**SET PROBLEM**
Turn the lines below into a numbered list without blank lines, beginning at the line that contains "Question: Can you find the horse in" and ending after the final line.

## start RECORDS FOR THIS EXERCISE

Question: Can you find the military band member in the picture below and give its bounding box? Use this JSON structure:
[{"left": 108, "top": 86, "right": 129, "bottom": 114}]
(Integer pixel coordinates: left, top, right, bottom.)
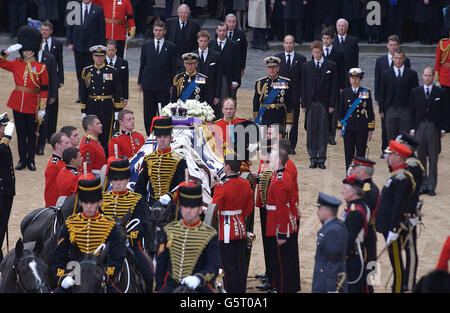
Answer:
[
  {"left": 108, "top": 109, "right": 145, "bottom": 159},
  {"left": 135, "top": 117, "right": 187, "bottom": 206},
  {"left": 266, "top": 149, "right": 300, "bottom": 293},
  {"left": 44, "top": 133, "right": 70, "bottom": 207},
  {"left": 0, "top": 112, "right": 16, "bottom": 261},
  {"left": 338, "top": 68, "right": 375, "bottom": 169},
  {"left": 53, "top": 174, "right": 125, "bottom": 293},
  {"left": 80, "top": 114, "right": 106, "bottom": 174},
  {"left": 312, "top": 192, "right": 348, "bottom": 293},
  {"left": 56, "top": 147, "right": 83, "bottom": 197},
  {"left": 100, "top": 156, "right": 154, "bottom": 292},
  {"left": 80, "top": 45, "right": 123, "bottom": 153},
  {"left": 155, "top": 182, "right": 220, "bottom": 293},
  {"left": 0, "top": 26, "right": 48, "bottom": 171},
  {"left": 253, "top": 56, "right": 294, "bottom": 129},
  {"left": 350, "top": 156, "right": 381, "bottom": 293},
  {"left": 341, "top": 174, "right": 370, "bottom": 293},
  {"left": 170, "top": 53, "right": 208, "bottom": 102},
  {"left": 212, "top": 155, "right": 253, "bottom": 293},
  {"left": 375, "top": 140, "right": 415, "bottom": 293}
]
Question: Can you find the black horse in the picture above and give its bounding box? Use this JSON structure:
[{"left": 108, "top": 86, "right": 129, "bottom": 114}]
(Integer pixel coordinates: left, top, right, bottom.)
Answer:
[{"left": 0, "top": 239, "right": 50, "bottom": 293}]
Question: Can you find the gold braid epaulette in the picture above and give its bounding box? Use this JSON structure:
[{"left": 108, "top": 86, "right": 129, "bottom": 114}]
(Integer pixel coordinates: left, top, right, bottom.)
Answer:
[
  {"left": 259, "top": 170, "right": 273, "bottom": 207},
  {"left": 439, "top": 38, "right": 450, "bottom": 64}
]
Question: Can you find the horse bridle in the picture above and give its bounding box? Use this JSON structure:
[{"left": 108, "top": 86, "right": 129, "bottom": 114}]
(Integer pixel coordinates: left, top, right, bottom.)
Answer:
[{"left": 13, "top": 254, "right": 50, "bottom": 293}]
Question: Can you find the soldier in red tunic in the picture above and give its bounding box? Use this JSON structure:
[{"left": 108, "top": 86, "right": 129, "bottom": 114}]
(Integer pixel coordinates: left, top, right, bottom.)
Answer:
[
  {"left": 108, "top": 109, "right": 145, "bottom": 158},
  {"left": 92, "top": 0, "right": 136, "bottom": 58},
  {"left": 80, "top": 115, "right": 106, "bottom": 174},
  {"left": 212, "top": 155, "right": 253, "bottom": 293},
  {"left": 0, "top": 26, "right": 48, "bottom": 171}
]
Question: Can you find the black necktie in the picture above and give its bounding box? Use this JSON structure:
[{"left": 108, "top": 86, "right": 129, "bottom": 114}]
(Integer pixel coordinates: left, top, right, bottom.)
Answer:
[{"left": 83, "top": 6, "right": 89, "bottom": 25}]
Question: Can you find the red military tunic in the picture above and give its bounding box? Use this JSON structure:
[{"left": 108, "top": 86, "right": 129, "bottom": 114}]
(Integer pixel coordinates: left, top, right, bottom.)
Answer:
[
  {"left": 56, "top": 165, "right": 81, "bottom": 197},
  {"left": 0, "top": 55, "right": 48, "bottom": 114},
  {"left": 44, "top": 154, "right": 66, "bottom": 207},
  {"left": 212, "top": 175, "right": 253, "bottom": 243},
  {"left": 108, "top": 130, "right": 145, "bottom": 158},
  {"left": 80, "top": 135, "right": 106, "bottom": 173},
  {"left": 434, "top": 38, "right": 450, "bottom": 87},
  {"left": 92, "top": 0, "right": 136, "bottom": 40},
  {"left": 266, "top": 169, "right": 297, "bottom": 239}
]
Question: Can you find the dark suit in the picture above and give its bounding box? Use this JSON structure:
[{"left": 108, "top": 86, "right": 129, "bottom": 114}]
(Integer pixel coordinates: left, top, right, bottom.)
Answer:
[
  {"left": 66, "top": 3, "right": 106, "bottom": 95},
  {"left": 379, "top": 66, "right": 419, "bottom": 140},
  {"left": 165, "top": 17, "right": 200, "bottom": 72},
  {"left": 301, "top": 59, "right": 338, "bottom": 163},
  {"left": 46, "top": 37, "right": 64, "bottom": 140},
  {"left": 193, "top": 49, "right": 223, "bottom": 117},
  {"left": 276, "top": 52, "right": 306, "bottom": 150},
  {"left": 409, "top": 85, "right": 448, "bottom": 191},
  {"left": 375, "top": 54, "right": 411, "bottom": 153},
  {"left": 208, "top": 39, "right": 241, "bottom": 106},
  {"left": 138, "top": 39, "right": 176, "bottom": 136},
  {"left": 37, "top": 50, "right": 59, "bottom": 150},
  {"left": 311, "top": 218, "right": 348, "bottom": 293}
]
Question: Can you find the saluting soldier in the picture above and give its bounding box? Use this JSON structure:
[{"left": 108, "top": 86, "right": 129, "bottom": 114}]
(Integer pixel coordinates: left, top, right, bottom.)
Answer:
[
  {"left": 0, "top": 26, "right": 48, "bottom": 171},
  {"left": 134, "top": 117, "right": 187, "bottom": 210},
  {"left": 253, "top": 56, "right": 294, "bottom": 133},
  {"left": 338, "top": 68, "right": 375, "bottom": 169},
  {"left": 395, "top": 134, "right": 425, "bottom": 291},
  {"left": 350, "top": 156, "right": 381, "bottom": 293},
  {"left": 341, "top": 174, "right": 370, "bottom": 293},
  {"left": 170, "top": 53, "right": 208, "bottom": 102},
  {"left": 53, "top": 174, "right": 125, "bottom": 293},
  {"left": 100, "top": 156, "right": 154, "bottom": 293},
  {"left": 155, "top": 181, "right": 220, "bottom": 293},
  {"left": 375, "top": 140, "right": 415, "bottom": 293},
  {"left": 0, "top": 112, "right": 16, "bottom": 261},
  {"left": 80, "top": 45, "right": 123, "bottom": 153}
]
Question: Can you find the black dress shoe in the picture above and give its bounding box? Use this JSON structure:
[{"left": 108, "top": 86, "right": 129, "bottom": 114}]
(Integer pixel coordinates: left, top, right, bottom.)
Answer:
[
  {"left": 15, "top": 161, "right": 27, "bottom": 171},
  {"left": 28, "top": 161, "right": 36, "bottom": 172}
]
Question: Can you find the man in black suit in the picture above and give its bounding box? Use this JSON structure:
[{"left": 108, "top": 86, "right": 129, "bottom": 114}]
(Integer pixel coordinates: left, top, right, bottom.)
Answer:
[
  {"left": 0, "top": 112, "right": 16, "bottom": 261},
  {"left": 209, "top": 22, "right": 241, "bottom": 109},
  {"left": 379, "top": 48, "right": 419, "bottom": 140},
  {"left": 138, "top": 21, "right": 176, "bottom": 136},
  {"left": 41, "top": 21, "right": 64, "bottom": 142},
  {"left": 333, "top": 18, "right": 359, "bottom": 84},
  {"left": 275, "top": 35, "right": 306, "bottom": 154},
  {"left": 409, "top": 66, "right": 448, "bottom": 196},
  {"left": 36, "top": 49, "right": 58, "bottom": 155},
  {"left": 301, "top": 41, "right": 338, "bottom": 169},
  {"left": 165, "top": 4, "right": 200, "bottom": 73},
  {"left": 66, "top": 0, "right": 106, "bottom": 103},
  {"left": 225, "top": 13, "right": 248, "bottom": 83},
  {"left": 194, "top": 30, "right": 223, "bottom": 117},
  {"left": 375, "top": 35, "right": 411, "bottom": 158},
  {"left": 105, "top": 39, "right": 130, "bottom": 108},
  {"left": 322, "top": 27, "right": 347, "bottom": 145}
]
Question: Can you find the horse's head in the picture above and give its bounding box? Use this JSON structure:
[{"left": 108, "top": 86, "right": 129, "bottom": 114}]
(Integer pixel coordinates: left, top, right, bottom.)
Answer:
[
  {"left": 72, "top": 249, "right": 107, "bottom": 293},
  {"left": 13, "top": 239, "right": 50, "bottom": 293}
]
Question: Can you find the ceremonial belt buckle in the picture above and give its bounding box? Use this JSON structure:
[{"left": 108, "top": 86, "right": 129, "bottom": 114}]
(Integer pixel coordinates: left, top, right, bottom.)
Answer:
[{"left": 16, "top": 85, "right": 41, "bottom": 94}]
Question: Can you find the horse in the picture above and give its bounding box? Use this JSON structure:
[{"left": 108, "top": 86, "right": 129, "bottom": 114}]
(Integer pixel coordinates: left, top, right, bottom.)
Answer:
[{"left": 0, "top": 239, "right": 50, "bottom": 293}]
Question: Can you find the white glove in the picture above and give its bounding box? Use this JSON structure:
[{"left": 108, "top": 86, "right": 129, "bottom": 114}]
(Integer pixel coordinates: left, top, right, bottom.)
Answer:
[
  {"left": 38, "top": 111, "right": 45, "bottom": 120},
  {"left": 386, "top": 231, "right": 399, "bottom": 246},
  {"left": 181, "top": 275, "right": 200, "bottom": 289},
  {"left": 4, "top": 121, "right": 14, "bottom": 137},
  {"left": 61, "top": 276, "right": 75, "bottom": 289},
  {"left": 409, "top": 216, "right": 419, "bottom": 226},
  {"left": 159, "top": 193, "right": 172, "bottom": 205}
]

## end RECORDS FOR THIS EXERCISE

**ANSWER TO THIS EXERCISE**
1. Question: Can you find the horse in the picture above and give its bounding box? Use this JSON structure:
2. [{"left": 108, "top": 86, "right": 129, "bottom": 114}]
3. (Integer pixel coordinates: left, top, right, bottom.)
4. Answer:
5. [{"left": 0, "top": 239, "right": 50, "bottom": 293}]
6. Question: Can you find the white glove in the picture above and give its bounding box? Use this JSON structure:
7. [{"left": 108, "top": 86, "right": 129, "bottom": 114}]
8. (Integer pixel coordinates: left, top, right, bottom.)
9. Answer:
10. [
11.   {"left": 38, "top": 111, "right": 45, "bottom": 120},
12.   {"left": 386, "top": 231, "right": 399, "bottom": 246},
13.   {"left": 181, "top": 275, "right": 200, "bottom": 289},
14.   {"left": 4, "top": 121, "right": 14, "bottom": 137},
15.   {"left": 61, "top": 276, "right": 75, "bottom": 289},
16.   {"left": 409, "top": 216, "right": 419, "bottom": 226},
17.   {"left": 159, "top": 193, "right": 172, "bottom": 205}
18. ]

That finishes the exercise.